* BEGIN EXCERPT *
IBS CLASSICAL IBS42020 [44:59]

Xianji Liu comes to this recording with a strong claim for attention; the first Chinese winner of the Tarréga International Guitar Competition, he has performed Rodrigo’s music in Spain, including at a special concert at the Palace of Aranjuez in September 2019, where he played these two works with the RTVE Orchestra. I assume that the recording was made around that time – it’s one of the many pieces of information which the IBS booklet fails to give, including the composer’s dates, unless they are included in the mandarin section of the multi-lingual notes.

Any recording of Rodrigo’s music which includes just these two standards is going to have to work hard to sell when most recordings throw in an extra work. A 1997 Chandos recording from Craig Ogden, with the BBC Philharmonic and Sachio Fujiyoka throws in Concierto para una fiesta and offers 73 minutes of music against 45 minutes on IBS (CHAN9604). PentaTone, digging back into the DG catalogue, have reissued Narciso Yepes’ recording with the ECO and García Navarro in the two standards, with Concierto madrigal, in an SACD reincarnation which remains one of the front runners, the 1970s recording having come up very well in the process (PTC5186209 – review).
* END EXCERPT *
▶ **OBJECTIVES**:
1. From the Rodrigo review, please extract everything from "Any recording of" down to "(PTC5186209 – review).".
2. According to the Rodrigo review, where did Xianji Liu play these two works in September 2019?
3. Carry on the Rodrigo review, starting after its final sentence.
* BEGIN DATA BLOCK *
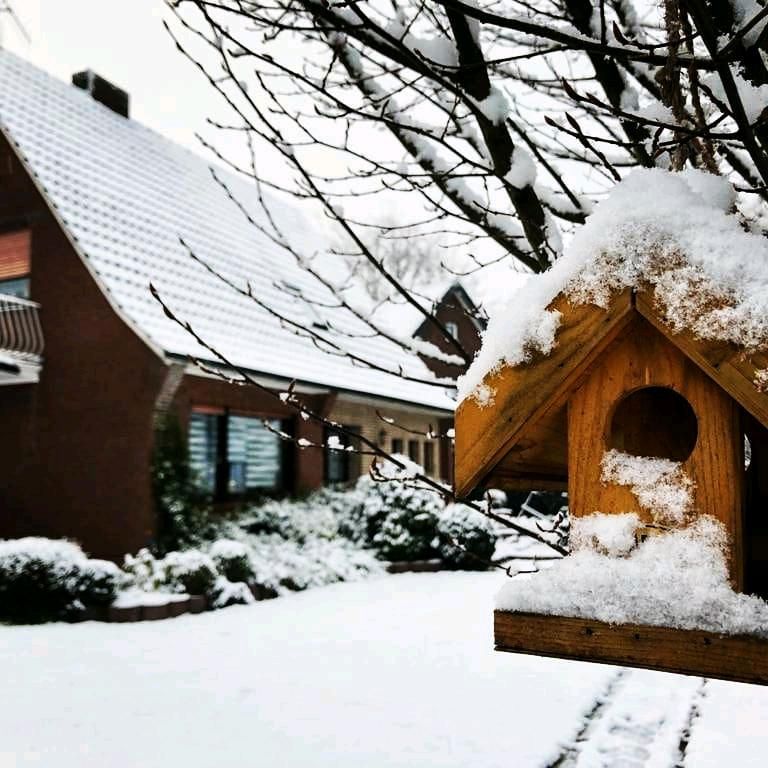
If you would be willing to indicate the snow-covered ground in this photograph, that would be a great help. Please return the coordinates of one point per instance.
* END DATA BLOCK *
▶ **REPLIES**:
1.
Any recording of Rodrigo’s music which includes just these two standards is going to have to work hard to sell when most recordings throw in an extra work. A 1997 Chandos recording from Craig Ogden, with the BBC Philharmonic and Sachio Fujiyoka throws in Concierto para una fiesta and offers 73 minutes of music against 45 minutes on IBS (CHAN9604). PentaTone, digging back into the DG catalogue, have reissued Narciso Yepes’ recording with the ECO and García Navarro in the two standards, with Concierto madrigal, in an SACD reincarnation which remains one of the front runners, the 1970s recording having come up very well in the process (PTC5186209 – review).

2. At a special concert at the Palace of Aranjuez, with the RTVE Orchestra.

3.
Even better value if you are prepared to forego SACD or hi-res download is a 2-for-1 DG Duo, with Yepes’ recording of those three works plus three other concertos (4779999). Of the two, Yepes still has the edge, but Ogden is well worth considering for the coupling, and there are several other very fine alternatives which I mention in the Yepes review. Fans of the phenomenal Miloš Karadaglić, for example, are well served by his recording of Aranjuez and Fantasía, with solo works (DG 4810811 – review). Another very worthwhile 2-CD bargain containing Aranjuez and six other works – not the Fantasía, however – from Alfonso Moreno, Enrique Bátiz and others is now download only (2376812 - review).

In the notes Liu expresses the hope that ‘by integrating East-West cultural elements’ he has ‘interpreted Joaquín Rodrigo’s music in a brand-new way’, but I didn’t hear much, if anything, that struck me as novel in either work. To be fair, Rodrigo’s music is not open to wildly different interpretations, by and large, what you see (or hear) is what you get.

In Aranjuez, for example, Liu and Amaral are a shade slower in each movement than most, but the difference on paper is hardly apparent in performance. Their performance is as evocative as any, but never over-deliberate. If the adagio second movement brings out a little more emotion, it’s by a minimal amount – a smoochy performance that you can snuggle into.

Again, in the Fantasía, which Liu claims gave him a special insight into Rodrigo’s playing technique, this is an attractive performance. It confirms my own love of this work, perhaps even more than Aranjuez, but then I’m a great fan of modern re-workings of the music of the past – Walton’s The Wise Virgins, Respighi’s Gli Ucelli, just as enjoyable as hearing period-instrument performances of their originals.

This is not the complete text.